#### [YOUR TASK]
From the entries below, output the line with "Target: vine hanging from cliff" and each following line up to and including the line with "Place a marker on every instance of the tree trunk, each", exactly as written.

#### [Natural-language object grounding data]
....

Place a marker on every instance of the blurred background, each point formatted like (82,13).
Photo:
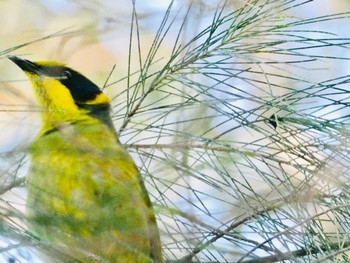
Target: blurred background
(242,119)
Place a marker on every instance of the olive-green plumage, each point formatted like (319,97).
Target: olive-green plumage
(85,194)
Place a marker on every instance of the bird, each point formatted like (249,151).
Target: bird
(86,197)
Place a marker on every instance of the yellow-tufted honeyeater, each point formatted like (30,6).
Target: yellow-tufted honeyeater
(85,194)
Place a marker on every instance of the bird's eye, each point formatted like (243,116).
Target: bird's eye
(66,74)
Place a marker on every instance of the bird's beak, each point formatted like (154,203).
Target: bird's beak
(25,65)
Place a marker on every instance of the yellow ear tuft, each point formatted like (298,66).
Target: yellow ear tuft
(49,63)
(99,99)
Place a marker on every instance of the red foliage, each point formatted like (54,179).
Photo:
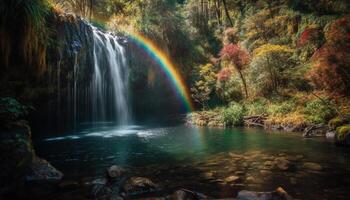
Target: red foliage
(339,30)
(224,74)
(309,35)
(331,70)
(236,55)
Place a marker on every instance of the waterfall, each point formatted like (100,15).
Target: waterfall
(98,88)
(109,80)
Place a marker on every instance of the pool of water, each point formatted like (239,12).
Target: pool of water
(203,159)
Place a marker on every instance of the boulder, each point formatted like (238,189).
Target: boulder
(282,163)
(231,179)
(315,131)
(330,135)
(115,172)
(41,170)
(139,185)
(342,136)
(312,166)
(278,194)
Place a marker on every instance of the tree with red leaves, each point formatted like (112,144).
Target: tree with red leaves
(239,58)
(309,35)
(331,70)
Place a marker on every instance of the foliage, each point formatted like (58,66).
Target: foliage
(256,107)
(205,84)
(236,55)
(339,121)
(224,74)
(281,109)
(30,18)
(11,110)
(269,69)
(228,86)
(309,36)
(233,115)
(320,110)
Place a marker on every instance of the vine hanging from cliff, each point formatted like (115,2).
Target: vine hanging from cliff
(23,33)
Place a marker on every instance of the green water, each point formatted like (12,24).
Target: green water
(201,158)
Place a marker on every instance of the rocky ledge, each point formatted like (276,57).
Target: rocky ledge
(338,129)
(118,185)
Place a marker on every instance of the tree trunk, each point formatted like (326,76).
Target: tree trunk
(244,83)
(226,12)
(218,11)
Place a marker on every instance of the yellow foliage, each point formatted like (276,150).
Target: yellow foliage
(271,48)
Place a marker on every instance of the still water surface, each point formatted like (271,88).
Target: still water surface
(202,159)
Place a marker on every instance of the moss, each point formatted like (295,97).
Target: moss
(233,115)
(343,132)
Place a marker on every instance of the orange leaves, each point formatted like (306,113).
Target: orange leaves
(236,55)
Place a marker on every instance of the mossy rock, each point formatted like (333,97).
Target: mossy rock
(343,135)
(339,121)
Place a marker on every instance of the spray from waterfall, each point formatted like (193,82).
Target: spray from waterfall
(109,82)
(98,91)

....

#### [OUTPUT FOR THIS EXERCISE]
Target: vine hanging from cliff
(23,33)
Place a marker on every instance of the green water, each point formatted like (12,24).
Target: green water
(201,158)
Place a marker on every instance of the rocky ledge, each point formatted like (276,57).
Target: rocky ledge
(338,129)
(118,185)
Place a marker on every instance of the tree trunk, each point formatted like (326,76).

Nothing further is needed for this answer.